- _Texte fourni_
Anatomie d'une chuteLe filLe Comte de Monte Cristo... Au sein de la délégation de l’information et de la communication du ministère de la Justice, la « mission cinéma » a déjà accompagné la réalisation de 50 fictions, dont six nommées aux César en 2024. Tout en veillant au réalisme avec lequel la justice est représentée et en jonglant avec un certain nombre de contraintes, ce pôle met les lieux de justice à disposition des équipes de cinéma qui souhaitent tourner dans des bâtiments solennels et « chargés en émotion ». 

Une épaisse moquette bleue glissée sous les pieds des protagonistes, du skaï vert qui recouvre les panneaux de bois muraux, et au-dessus de la tribune des juges et du jury, une immense tapisserie de l’ « allégorie de la justice », épée à la main. La peau blême de Sandra Hüller, actrice principale du film multirécompensé Anatomie d’une chute et le verbe d’Antoine Reinartz dans le rôle de l’avocat général se fondent parfaitement dans le décor. Dans le scénario, nous sommes à Grenoble. Dans la vraie vie, le tournage a eu lieu au sein du tribunal judiciaire de Saintes, dont l’une des salles d’audience a été relookée pour l’occasion.

En prenant en compte les exigences esthétiques de la réalisatrice Justine Triet et le fait que le tournage devait avoir lieu en Nouvelle-Aquitaine pour des raisons de financement, après de longues recherches, la « mission cinéma » du ministère de la Justice a trouvé le bon lieu, miraculeusement disponible pendant trois semaines. La décoratrice a embelli la salle, le film a été tourné puis présenté au public, avec le succès qu’on lui connaît.

Rattachée à la délégation de l’information et de la communication du ministère, la mission cinéma existe peu ou prou « depuis toujours », malgré des changements dans l’organisation au fil du temps. Le service, qui poursuit un objectif de « valorisation du patrimoine immatériel de l'État », emploie deux personnes à temps plein depuis 2023 et reçoit de façon centralisée les demandes des cinéastes qui souhaiteraient réaliser tout ou partie de leurs tournages dans un tribunal, une prison ou un centre de la Protection judiciaire de la jeunesse.

Après un processus de sélection, elle accompagne les productions des repérages jusqu’aux tournages. Dans le paysage cinématographique, la justice est en vogue, et les demandes sont nombreuses : en 2024, la mission a reçu 145 demandes et a accompagné le tournage de 50 fictions, pour la majorité en Île-de-France et Provence-Alpes-Côte d’Azur.

Lieux esthétiques et relais régionaux

Pour être accompagnés par le ministère, les projets de films doivent être « déjà un peu aboutis, avec une production derrière », explique Perrine Piat, responsable de la mission cinéma. L’examen des demandes commence toujours par le même rituel : la lecture du scénario. « On préfère le lire en intégralité, parce que c'est plus facile de comprendre comment notre scène s'insère dans le projet. Quand on a juste la séquence en salle d'audience, on n'est pas vraiment en mesure de dire ‘c'est du civil votre histoire, vous ne pourriez pas vous rendre au pénal pour ce genre d'affaires’ » justifie Perrine Piat.

- _Entrées_
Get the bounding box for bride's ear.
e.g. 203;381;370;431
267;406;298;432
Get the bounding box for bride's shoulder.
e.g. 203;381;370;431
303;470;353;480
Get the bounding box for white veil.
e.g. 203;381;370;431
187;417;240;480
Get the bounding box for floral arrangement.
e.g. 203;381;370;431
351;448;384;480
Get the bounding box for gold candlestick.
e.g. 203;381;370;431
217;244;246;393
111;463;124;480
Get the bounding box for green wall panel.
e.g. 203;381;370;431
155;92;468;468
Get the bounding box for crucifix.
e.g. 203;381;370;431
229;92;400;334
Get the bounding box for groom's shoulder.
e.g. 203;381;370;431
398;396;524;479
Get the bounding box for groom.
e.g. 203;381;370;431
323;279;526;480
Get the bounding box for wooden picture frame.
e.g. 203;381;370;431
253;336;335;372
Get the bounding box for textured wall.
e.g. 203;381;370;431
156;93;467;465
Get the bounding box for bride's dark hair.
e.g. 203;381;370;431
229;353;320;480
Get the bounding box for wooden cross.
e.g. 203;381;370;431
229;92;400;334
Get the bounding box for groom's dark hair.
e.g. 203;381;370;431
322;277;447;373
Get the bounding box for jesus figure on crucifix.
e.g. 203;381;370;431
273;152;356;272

- _À faire_
• 1. Renvoyez à l'identique les lignes de la liste, de celle qui contient « Get the bounding box for groom's dark hair. » jusqu'à la dernière ligne de la liste, les deux comprises.
• 2. Reprenez l'article sur la mission cinéma du ministère de la Justice à la suite de sa dernière phrase.
Le texte et la liste sont deux supports indépendants l'un de l'autre.

- _Corrigés_
• 1.
Get the bounding box for groom's dark hair.
e.g. 203;381;370;431
322;277;447;373
Get the bounding box for jesus figure on crucifix.
e.g. 203;381;370;431
273;152;356;272

• 2.
Il faut ensuite aider le régisseur général, le repéreur ou le directeur de production à trouver le bon lieu. « Il y a des productions qui ont une idée très précise du lieu qu'ils veulent. Soit parce que leur histoire se base à Montpellier, donc il faut à tout prix qu’ils soient à la cour d'appel de Montpellier par exemple. Soit, ils ont une idée de l'esthétique qu'ils aimeraient donner, mais ils ne savent pas trop où chercher. Dans ces cas-là, nous, on aide à la recherche de décors » explique Perrine Piat.

Le film multirécompensé Anatomie d'une chute a été tourné au sein du tribunal judiciaire de Saintes © Dylan Marchal

Dans le cas d’une recherche esthétique particulière, en l’absence d’une base de données exhaustive qui répertorierait l’intégralité des décors des juridictions, il faut travailler avec une base interne… et le concours de précieux relais en région en contactant les cours d’appels. « Les présidents de juridictions nous disent : ‘Moi, mon tribunal, il est comme-ci, il est comme ça. Ça, ça peut être sympa’, ils nous envoient des photos. », raconte Perrine Piat.

Par exemple, pour son film Le fil, Daniel Auteuil voulait tourner dans le Sud-Est, où il a grandi. La mission s’est adressée à la cour d'appel d'Aix-en-Provence, qui a contacté le tribunal judiciaire de Draguignan où le film a finalement été tourné. Ce fonctionnement adossé à des interlocuteurs régionaux, qui est le même pour les prisons, permet aussi d’identifier les tribunaux en souffrance et les prisons en surpopulation, dont la situation rendrait particulièrement compliquée la venue d’une équipe de cinéma.

Eviter les grosses erreurs

Le producteur Jean Des Forêts (Borgo, La vraie famille, Grave…) évoque le travail du « comité de relecture » comme étant une « consultation gracieuse » et « une opportunité ». De nombreux professionnels partagent son enthousiasme à propos de ce service proposé par la mission cinéma, ou des magistrats et greffiers bénévoles et passionnés de cinéma relisent les scénarios et conseillent les équipes.

Pour le ministère, l’idée est de faire en sorte d’éviter les grosses erreurs de procédure, de vocabulaire ou de représentation. Car même quand le scénariste a été accompagné par un juriste, les maladresses sont fréquentes. « Là, par exemple, on a relu un épisode où le procureur n'existe pas du tout, c'est quand même très bizarre » explique Perrine Piat. L’équipe doit souvent rappeler qu’en France, il n’y a pas de cantine collective en prison, que les surveillants ne sont pas armés ou que les détenus ne sont pas en uniforme orange.

L’objectif n’est pas non plus que tout colle parfaitement à la réalité, souligne la responsable de mission cinéma :  « On sait qu'il y a besoin d'avoir une histoire, qu’il faut que ça soit agréable à regarder. On sait que ça ne peut pas être parfait, nous on est là pour accompagner les productions dans leur souci de réalisme. »

Pour représenter une justice qui se rapproche de la réalité ou faire naître des idées chez les professionnels du cinéma, la mission propose également des immersions. Scénaristes et réalisateurs sont amenés dans des prisons, des tribunaux, au sein desquels ils peuvent échanger avec des professionnels sur leur métier et leur quotidien.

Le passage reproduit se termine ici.